Point labels for objects
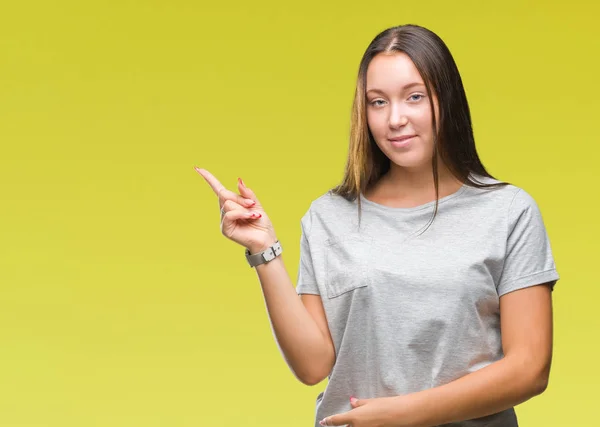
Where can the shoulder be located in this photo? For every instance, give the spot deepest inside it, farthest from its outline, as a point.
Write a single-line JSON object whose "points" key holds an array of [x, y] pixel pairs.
{"points": [[328, 213], [511, 199]]}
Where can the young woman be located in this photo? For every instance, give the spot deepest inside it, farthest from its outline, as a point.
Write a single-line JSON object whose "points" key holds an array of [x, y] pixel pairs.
{"points": [[413, 265]]}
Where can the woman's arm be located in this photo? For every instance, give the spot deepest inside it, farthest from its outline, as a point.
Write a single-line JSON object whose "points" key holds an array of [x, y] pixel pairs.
{"points": [[526, 324], [298, 323]]}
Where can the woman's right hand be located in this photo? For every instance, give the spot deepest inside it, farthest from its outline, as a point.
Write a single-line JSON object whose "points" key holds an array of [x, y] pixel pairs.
{"points": [[243, 218]]}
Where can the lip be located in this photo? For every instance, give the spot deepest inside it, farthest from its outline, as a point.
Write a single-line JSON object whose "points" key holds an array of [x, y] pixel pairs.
{"points": [[401, 141]]}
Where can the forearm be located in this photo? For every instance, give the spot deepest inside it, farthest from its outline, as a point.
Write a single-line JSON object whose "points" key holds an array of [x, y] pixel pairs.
{"points": [[498, 386], [300, 340]]}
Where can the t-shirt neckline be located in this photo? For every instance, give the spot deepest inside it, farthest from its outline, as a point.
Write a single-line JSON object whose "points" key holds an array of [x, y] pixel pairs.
{"points": [[375, 205]]}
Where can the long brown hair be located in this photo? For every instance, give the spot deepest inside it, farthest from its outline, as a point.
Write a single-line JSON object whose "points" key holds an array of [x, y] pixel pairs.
{"points": [[455, 143]]}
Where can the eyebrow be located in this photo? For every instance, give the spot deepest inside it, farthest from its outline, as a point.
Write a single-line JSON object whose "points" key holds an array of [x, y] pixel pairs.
{"points": [[408, 86]]}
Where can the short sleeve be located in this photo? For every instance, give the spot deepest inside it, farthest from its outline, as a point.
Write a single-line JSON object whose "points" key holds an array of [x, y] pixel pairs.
{"points": [[528, 260], [307, 282]]}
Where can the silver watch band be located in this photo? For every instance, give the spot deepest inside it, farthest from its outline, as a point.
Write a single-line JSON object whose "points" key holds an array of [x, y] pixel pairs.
{"points": [[265, 256]]}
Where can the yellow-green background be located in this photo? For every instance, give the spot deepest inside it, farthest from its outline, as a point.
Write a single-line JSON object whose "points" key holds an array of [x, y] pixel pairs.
{"points": [[121, 304]]}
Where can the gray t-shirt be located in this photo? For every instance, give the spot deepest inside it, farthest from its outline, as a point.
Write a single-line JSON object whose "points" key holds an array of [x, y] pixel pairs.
{"points": [[408, 312]]}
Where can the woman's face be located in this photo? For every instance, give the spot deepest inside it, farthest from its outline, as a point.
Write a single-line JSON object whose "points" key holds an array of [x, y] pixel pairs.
{"points": [[397, 106]]}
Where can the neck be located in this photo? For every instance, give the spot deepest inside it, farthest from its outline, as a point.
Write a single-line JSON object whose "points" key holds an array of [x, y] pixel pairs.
{"points": [[416, 181]]}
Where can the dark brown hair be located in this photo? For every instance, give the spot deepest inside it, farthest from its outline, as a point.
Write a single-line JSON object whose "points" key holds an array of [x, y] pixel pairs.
{"points": [[455, 143]]}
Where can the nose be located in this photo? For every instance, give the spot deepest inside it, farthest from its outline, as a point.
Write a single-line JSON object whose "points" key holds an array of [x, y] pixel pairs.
{"points": [[398, 117]]}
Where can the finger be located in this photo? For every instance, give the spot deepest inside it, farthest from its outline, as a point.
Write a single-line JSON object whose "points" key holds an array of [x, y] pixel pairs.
{"points": [[221, 191], [238, 214], [246, 192], [358, 402], [214, 183], [336, 420], [225, 194]]}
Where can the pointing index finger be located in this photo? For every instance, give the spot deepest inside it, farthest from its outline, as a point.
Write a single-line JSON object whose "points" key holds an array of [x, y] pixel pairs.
{"points": [[214, 183]]}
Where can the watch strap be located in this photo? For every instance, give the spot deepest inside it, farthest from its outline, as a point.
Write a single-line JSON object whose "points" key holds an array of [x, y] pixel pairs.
{"points": [[265, 256]]}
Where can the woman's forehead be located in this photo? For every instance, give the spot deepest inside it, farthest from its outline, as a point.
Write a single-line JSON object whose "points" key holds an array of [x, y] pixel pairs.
{"points": [[392, 72]]}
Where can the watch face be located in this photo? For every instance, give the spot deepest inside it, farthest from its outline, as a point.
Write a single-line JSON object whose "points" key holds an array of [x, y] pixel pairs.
{"points": [[268, 255]]}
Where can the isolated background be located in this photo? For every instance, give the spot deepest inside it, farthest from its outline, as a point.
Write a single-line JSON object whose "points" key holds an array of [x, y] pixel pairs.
{"points": [[121, 304]]}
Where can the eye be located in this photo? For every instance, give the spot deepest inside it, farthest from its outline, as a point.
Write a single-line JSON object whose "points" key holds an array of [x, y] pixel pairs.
{"points": [[375, 101]]}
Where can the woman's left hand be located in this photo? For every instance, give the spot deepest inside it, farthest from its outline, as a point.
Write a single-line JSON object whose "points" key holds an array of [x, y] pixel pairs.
{"points": [[376, 412]]}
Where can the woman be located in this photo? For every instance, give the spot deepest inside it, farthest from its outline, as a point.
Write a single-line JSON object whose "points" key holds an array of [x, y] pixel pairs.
{"points": [[411, 267]]}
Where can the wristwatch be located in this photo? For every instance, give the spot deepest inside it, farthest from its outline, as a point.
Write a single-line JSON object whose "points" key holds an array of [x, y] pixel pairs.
{"points": [[265, 256]]}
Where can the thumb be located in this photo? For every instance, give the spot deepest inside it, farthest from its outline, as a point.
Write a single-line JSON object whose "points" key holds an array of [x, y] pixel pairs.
{"points": [[246, 192]]}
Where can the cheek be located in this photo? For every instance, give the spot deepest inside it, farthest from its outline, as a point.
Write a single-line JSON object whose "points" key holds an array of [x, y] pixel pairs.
{"points": [[375, 123]]}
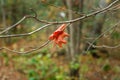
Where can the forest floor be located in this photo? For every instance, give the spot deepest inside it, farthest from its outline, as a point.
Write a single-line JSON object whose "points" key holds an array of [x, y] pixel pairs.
{"points": [[90, 68]]}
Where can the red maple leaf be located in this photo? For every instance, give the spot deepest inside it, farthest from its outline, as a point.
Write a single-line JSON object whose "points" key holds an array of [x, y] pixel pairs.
{"points": [[59, 35]]}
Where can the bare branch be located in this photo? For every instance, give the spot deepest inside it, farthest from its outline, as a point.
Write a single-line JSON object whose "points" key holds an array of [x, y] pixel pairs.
{"points": [[26, 52], [25, 34], [102, 35], [104, 46]]}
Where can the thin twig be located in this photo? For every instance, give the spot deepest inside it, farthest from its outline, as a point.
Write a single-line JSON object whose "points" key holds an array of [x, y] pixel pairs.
{"points": [[25, 34], [26, 52], [104, 46]]}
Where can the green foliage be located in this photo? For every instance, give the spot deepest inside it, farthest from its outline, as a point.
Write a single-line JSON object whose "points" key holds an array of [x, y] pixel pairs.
{"points": [[116, 35]]}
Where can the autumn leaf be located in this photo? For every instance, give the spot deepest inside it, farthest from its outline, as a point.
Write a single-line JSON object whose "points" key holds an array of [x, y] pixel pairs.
{"points": [[59, 35]]}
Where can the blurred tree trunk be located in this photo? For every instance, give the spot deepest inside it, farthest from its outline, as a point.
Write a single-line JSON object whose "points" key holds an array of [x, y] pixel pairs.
{"points": [[97, 27], [4, 19], [75, 33]]}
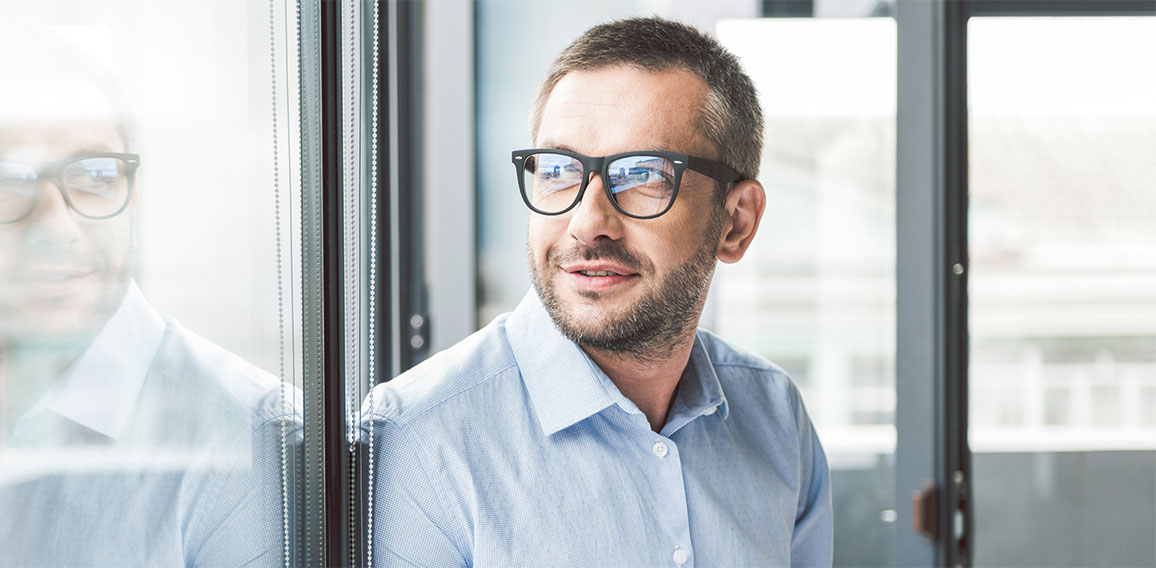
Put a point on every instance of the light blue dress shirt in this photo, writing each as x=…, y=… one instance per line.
x=156, y=448
x=513, y=448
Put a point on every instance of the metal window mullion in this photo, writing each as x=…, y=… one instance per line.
x=310, y=550
x=931, y=216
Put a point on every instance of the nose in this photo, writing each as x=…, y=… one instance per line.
x=594, y=216
x=52, y=222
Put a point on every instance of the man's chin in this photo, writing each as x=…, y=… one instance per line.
x=58, y=317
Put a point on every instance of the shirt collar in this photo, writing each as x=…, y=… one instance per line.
x=699, y=391
x=102, y=388
x=565, y=386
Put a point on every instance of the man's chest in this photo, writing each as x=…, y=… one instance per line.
x=599, y=496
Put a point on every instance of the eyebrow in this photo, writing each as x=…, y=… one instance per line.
x=93, y=148
x=551, y=145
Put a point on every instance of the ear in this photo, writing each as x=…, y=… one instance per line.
x=743, y=211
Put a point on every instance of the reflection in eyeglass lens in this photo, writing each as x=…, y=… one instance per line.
x=96, y=186
x=642, y=185
x=551, y=181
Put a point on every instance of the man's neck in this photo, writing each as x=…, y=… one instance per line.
x=28, y=370
x=650, y=384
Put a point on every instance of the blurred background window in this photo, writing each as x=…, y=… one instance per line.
x=1062, y=289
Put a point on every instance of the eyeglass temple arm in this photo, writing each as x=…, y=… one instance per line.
x=716, y=170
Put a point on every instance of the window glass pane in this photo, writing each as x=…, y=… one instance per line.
x=816, y=290
x=146, y=323
x=1062, y=290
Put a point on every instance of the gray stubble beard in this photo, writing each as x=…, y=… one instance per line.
x=654, y=326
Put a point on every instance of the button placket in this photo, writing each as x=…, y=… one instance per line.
x=660, y=449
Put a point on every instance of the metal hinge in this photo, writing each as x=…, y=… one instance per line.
x=927, y=513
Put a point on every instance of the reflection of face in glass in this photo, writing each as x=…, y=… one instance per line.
x=63, y=272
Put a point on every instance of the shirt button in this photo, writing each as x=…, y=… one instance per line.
x=660, y=449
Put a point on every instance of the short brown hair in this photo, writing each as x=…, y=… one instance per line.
x=731, y=118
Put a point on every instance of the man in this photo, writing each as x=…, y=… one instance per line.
x=125, y=440
x=594, y=425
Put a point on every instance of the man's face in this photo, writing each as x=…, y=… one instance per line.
x=613, y=282
x=61, y=275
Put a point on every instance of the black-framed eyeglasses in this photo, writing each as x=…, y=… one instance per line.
x=96, y=185
x=639, y=184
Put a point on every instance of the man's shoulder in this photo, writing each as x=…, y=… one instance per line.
x=451, y=384
x=746, y=371
x=212, y=376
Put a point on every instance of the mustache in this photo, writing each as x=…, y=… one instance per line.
x=604, y=250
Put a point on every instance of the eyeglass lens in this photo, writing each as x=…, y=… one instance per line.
x=641, y=185
x=96, y=187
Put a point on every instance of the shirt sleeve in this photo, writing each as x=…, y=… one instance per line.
x=410, y=524
x=812, y=544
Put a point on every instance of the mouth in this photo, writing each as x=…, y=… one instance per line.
x=600, y=278
x=49, y=274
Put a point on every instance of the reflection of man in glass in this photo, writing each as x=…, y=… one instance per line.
x=595, y=425
x=125, y=440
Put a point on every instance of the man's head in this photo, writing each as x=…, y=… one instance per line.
x=636, y=286
x=63, y=273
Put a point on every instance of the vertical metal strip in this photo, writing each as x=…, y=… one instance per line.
x=370, y=128
x=932, y=252
x=956, y=457
x=395, y=326
x=921, y=268
x=336, y=449
x=311, y=544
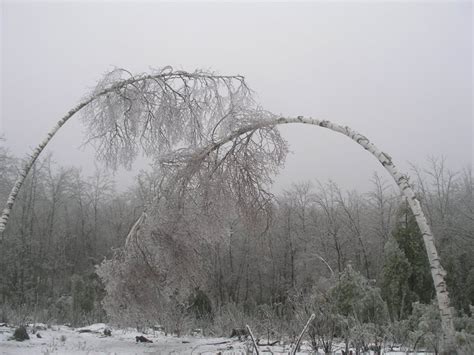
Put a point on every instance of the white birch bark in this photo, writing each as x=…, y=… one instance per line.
x=165, y=73
x=437, y=271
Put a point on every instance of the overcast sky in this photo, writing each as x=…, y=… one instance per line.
x=398, y=72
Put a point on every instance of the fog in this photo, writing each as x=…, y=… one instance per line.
x=400, y=73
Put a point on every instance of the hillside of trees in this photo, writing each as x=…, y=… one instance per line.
x=354, y=259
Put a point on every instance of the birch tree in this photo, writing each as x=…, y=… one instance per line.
x=402, y=180
x=201, y=126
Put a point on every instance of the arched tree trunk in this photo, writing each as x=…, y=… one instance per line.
x=437, y=271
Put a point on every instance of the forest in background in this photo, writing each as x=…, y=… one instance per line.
x=354, y=259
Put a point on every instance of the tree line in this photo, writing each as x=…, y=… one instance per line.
x=354, y=259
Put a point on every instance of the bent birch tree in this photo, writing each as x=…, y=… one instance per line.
x=437, y=271
x=163, y=112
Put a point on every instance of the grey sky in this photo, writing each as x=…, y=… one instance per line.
x=400, y=73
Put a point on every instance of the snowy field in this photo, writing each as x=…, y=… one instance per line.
x=67, y=340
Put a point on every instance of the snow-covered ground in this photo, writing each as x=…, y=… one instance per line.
x=67, y=340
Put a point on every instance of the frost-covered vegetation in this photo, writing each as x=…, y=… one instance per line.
x=200, y=242
x=354, y=259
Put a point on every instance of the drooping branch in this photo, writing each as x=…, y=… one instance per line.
x=151, y=112
x=402, y=180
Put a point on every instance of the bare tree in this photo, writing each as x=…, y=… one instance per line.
x=153, y=111
x=226, y=138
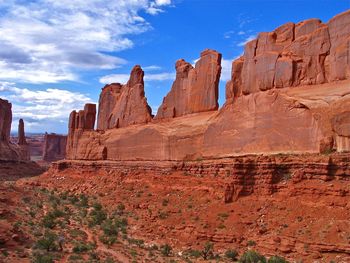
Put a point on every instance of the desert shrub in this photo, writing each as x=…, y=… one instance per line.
x=207, y=251
x=165, y=202
x=194, y=253
x=48, y=221
x=81, y=247
x=109, y=227
x=108, y=240
x=97, y=215
x=251, y=243
x=47, y=242
x=231, y=254
x=42, y=258
x=73, y=200
x=84, y=201
x=277, y=259
x=252, y=256
x=166, y=250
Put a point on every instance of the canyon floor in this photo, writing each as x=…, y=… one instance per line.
x=109, y=215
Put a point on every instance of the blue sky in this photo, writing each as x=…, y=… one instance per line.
x=57, y=55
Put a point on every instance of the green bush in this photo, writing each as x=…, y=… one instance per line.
x=231, y=254
x=42, y=258
x=108, y=240
x=97, y=215
x=48, y=221
x=109, y=227
x=277, y=259
x=47, y=242
x=166, y=250
x=207, y=251
x=252, y=256
x=81, y=248
x=194, y=253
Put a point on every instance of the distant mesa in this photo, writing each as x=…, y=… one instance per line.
x=8, y=150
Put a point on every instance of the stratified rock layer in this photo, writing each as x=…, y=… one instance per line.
x=8, y=150
x=289, y=93
x=195, y=89
x=124, y=105
x=54, y=147
x=306, y=53
x=21, y=133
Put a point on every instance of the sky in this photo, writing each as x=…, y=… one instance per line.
x=55, y=56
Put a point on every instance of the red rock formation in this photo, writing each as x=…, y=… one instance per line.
x=195, y=89
x=8, y=150
x=6, y=120
x=306, y=53
x=124, y=105
x=81, y=142
x=54, y=147
x=309, y=117
x=21, y=134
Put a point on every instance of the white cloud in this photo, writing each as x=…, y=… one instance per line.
x=226, y=65
x=123, y=78
x=248, y=39
x=48, y=41
x=152, y=68
x=42, y=108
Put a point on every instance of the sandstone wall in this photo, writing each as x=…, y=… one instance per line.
x=306, y=53
x=54, y=148
x=289, y=93
x=8, y=150
x=195, y=89
x=124, y=105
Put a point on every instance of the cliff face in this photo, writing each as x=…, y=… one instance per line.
x=306, y=53
x=9, y=151
x=195, y=89
x=54, y=147
x=124, y=105
x=289, y=93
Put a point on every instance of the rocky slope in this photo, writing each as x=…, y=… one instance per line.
x=289, y=93
x=54, y=147
x=195, y=89
x=8, y=150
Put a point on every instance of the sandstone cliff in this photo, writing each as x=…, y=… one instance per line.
x=124, y=105
x=289, y=93
x=195, y=89
x=306, y=53
x=54, y=147
x=8, y=150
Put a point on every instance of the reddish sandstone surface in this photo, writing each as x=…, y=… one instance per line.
x=8, y=150
x=299, y=119
x=195, y=89
x=266, y=203
x=124, y=105
x=306, y=53
x=54, y=147
x=289, y=93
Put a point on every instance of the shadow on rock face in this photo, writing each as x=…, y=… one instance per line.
x=12, y=171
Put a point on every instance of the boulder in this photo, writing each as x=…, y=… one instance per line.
x=195, y=89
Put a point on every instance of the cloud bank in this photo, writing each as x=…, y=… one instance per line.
x=48, y=41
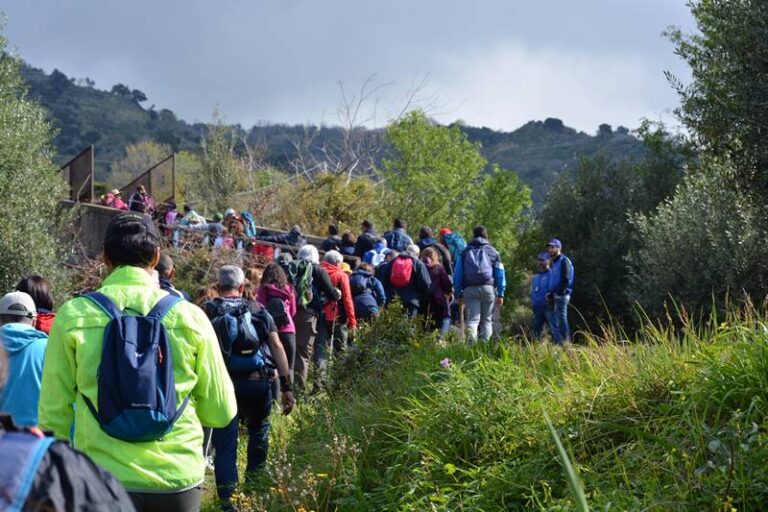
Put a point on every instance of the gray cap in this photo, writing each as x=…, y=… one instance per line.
x=18, y=304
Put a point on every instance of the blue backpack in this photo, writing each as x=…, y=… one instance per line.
x=249, y=224
x=22, y=454
x=137, y=389
x=397, y=240
x=455, y=244
x=478, y=268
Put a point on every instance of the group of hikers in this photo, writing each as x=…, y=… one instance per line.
x=148, y=386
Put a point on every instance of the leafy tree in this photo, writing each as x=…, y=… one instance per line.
x=138, y=158
x=433, y=171
x=30, y=186
x=699, y=246
x=590, y=212
x=138, y=96
x=222, y=175
x=121, y=90
x=726, y=105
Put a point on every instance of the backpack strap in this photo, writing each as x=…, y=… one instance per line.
x=163, y=306
x=105, y=303
x=22, y=454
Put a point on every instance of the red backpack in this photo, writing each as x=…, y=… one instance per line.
x=402, y=268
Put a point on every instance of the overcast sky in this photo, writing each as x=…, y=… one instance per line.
x=495, y=63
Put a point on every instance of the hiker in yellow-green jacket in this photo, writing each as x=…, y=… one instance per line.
x=165, y=474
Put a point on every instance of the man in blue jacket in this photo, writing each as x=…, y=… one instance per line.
x=539, y=291
x=560, y=289
x=25, y=347
x=479, y=281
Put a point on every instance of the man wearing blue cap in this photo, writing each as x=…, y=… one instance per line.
x=560, y=289
x=539, y=291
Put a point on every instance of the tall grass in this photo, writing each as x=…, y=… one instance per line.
x=672, y=421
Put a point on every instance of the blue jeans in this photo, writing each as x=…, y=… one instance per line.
x=541, y=317
x=558, y=321
x=479, y=301
x=254, y=403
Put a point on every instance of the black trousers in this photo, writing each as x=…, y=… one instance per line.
x=185, y=501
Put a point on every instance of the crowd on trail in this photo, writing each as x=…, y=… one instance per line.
x=151, y=386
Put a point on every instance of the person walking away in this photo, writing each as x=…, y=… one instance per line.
x=141, y=202
x=367, y=239
x=539, y=291
x=333, y=242
x=313, y=289
x=377, y=255
x=39, y=289
x=367, y=293
x=279, y=298
x=250, y=344
x=479, y=282
x=338, y=317
x=166, y=272
x=560, y=288
x=59, y=478
x=454, y=242
x=435, y=309
x=25, y=347
x=397, y=239
x=406, y=278
x=426, y=240
x=184, y=375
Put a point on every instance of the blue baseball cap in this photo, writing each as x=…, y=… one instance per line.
x=555, y=243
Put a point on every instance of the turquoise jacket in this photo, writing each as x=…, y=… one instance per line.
x=25, y=347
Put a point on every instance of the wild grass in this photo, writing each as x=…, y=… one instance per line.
x=673, y=420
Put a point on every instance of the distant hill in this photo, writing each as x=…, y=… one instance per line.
x=112, y=120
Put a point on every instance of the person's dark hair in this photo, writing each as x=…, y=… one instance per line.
x=37, y=287
x=275, y=275
x=480, y=232
x=164, y=266
x=131, y=240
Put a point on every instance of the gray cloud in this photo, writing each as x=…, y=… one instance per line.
x=496, y=62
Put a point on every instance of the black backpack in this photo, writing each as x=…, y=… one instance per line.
x=241, y=330
x=276, y=307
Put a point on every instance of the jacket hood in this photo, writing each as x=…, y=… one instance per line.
x=274, y=291
x=16, y=337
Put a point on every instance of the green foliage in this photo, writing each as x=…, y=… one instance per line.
x=328, y=198
x=431, y=174
x=221, y=175
x=672, y=423
x=726, y=105
x=590, y=211
x=30, y=187
x=700, y=245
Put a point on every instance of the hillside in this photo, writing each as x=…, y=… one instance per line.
x=112, y=120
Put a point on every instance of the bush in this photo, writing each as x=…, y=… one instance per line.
x=699, y=247
x=671, y=422
x=30, y=186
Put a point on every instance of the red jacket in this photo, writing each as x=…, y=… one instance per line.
x=44, y=321
x=340, y=280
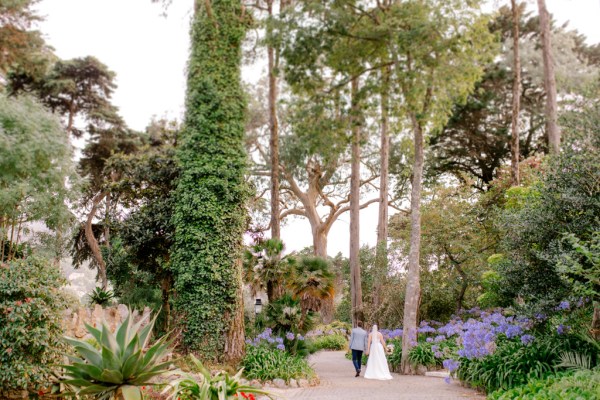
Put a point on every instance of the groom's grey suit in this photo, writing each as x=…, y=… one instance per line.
x=358, y=344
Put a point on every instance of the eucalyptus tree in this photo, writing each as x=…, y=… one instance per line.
x=439, y=51
x=35, y=165
x=210, y=216
x=474, y=142
x=552, y=129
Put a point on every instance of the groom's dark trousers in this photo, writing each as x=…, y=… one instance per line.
x=357, y=359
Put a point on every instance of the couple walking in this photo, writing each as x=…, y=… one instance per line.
x=373, y=345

• [EXERCISE]:
Recast the lines of the material above as a JSON list of strings, one string per line with blank lines left out. Use only the lines from the one containing "Put a point on every instance of the wild" through the one containing "x=16, y=337", both included.

• [ANSWER FOR THE TASK]:
[
  "Put a point on every instance of the wild grass in this photo, writing each as x=…, y=… one instance per line.",
  "x=673, y=420",
  "Put a point on every instance of the distant hill in this photo, writing each as x=…, y=… one instance per line.",
  "x=112, y=120",
  "Put a point on every instance of the person's dark hair in this photo, writing each as x=…, y=… one instance per line.",
  "x=37, y=287",
  "x=275, y=275",
  "x=480, y=232",
  "x=164, y=266",
  "x=131, y=240",
  "Put a point on every instance of the gray cloud in this photo, writing each as x=…, y=… one instance per line.",
  "x=496, y=62",
  "Put a point on every instance of the black backpack in this photo, writing each as x=…, y=… one instance per line.",
  "x=241, y=330",
  "x=276, y=307",
  "Put a point on every instance of the jacket hood in this photo, writing each as x=…, y=… one instance per line.",
  "x=274, y=291",
  "x=16, y=337"
]